- **Directive**: Return each line below that contains the string "pattern", copying it in full.

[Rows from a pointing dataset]
>>>>

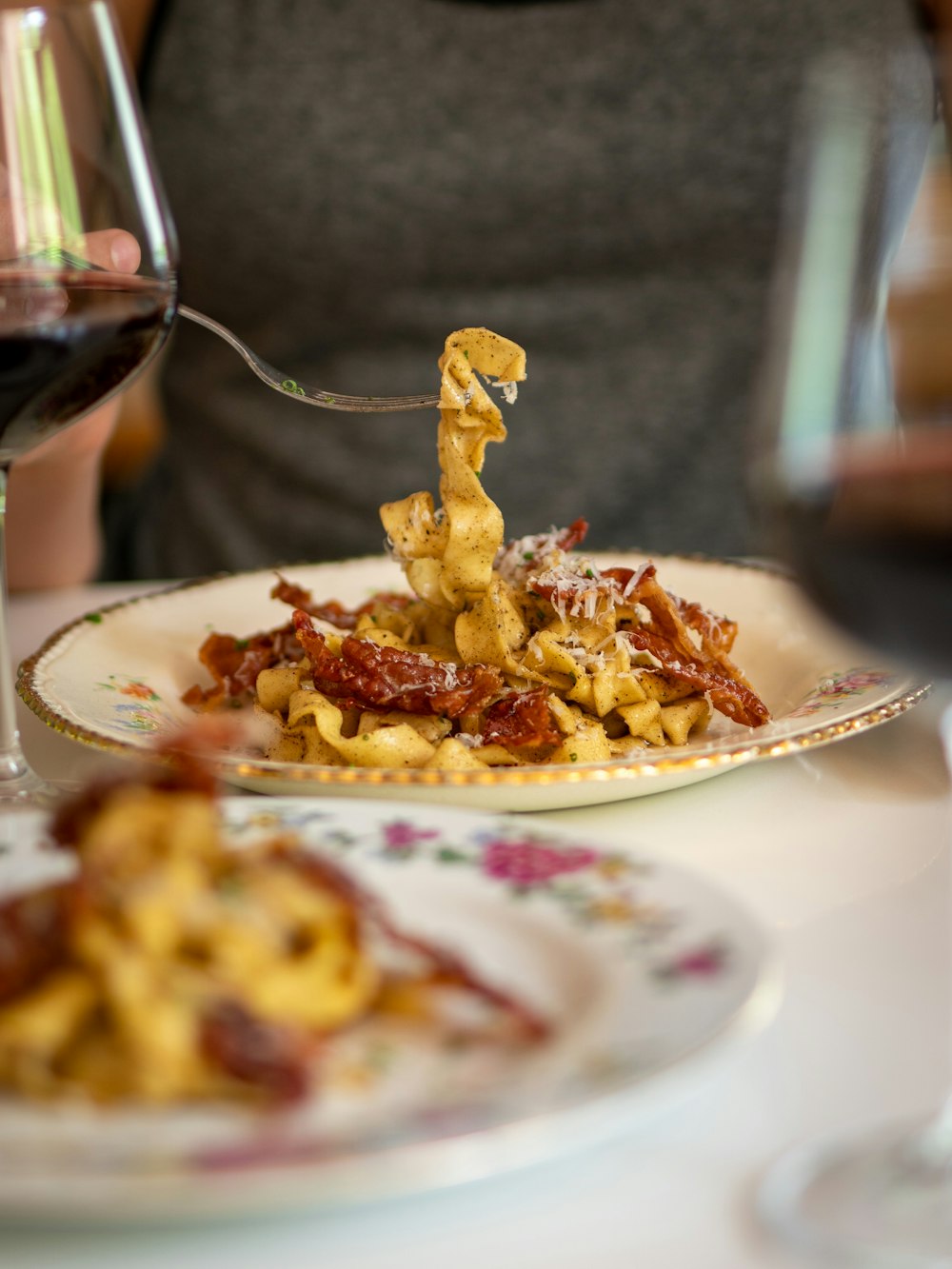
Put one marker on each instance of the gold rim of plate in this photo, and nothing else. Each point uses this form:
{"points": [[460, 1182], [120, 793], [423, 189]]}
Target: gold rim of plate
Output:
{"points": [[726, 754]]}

<<<<
>>>>

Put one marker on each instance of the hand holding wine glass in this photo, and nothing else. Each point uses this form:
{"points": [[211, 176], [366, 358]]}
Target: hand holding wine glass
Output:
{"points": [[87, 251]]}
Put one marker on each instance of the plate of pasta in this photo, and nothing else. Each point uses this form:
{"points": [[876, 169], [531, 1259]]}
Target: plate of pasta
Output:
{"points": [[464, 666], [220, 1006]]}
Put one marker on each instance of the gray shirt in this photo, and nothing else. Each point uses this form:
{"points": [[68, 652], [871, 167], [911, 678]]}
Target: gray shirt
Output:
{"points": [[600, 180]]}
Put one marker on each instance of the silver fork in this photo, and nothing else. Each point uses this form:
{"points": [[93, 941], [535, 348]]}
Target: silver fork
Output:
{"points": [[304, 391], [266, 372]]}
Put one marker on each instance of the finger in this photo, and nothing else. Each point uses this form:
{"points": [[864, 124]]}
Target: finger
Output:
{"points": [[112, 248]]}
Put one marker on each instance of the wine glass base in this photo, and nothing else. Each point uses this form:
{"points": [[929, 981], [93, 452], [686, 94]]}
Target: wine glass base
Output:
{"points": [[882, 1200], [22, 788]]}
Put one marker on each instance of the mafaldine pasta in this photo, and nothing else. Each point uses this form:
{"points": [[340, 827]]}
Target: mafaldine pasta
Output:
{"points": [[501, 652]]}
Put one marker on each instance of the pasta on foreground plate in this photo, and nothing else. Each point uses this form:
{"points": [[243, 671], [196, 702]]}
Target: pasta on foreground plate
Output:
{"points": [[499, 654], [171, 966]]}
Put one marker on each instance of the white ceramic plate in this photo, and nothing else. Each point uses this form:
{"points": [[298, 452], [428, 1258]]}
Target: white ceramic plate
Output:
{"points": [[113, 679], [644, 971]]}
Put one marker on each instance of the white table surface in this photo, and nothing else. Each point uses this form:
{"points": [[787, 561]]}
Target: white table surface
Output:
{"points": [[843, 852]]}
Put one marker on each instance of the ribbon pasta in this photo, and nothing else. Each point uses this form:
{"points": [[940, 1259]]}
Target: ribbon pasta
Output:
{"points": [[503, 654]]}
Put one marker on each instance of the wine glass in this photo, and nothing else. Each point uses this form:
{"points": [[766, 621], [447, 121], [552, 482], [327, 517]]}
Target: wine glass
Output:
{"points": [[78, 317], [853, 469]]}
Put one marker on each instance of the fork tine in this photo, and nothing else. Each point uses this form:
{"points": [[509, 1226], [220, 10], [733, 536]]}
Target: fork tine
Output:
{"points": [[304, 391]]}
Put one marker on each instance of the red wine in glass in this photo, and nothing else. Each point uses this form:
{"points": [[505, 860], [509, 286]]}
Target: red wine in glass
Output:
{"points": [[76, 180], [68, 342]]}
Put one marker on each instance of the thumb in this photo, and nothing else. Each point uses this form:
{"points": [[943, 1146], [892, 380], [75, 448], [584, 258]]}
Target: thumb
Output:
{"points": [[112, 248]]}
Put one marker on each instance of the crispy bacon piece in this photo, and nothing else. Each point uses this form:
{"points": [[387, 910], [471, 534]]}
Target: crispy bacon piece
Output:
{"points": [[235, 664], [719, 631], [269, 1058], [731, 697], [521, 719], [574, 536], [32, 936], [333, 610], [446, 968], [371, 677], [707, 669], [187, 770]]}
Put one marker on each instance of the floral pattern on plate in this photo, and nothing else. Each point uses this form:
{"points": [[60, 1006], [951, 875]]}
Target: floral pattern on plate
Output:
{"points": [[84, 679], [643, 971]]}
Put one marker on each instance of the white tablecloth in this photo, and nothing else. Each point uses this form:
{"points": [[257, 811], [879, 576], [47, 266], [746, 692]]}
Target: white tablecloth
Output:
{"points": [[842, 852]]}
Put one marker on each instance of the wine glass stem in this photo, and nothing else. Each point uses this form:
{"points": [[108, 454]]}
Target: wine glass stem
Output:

<<<<
>>>>

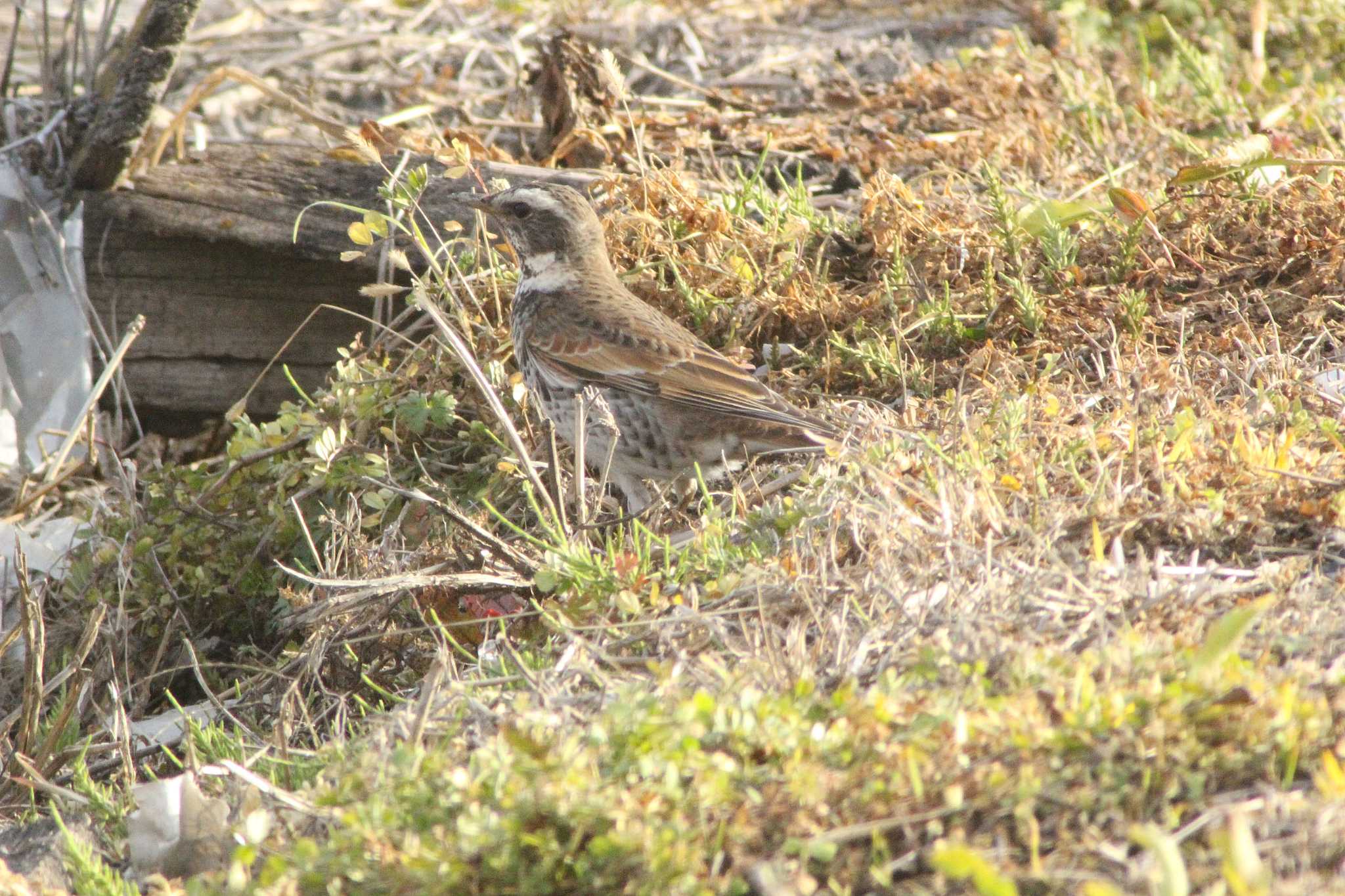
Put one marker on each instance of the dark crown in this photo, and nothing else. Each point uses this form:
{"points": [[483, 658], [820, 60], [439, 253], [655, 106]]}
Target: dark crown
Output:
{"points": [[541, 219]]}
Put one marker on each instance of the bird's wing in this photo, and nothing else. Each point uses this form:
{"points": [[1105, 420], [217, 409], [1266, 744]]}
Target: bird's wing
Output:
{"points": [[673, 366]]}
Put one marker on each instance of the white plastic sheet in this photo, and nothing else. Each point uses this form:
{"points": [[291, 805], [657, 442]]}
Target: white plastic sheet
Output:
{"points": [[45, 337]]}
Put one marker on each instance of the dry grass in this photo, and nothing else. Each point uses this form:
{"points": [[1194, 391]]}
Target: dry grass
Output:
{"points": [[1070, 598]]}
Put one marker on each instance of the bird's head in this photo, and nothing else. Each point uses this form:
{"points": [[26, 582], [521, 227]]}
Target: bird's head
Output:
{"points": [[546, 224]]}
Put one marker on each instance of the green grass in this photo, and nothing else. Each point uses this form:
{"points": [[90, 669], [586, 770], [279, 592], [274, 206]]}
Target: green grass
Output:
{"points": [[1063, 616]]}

<<<<

- **Finished exercise**:
Put one marker on each instance of the floral pattern on plate in this photo, and nothing else. Each point uses this form:
Target: floral pattern on plate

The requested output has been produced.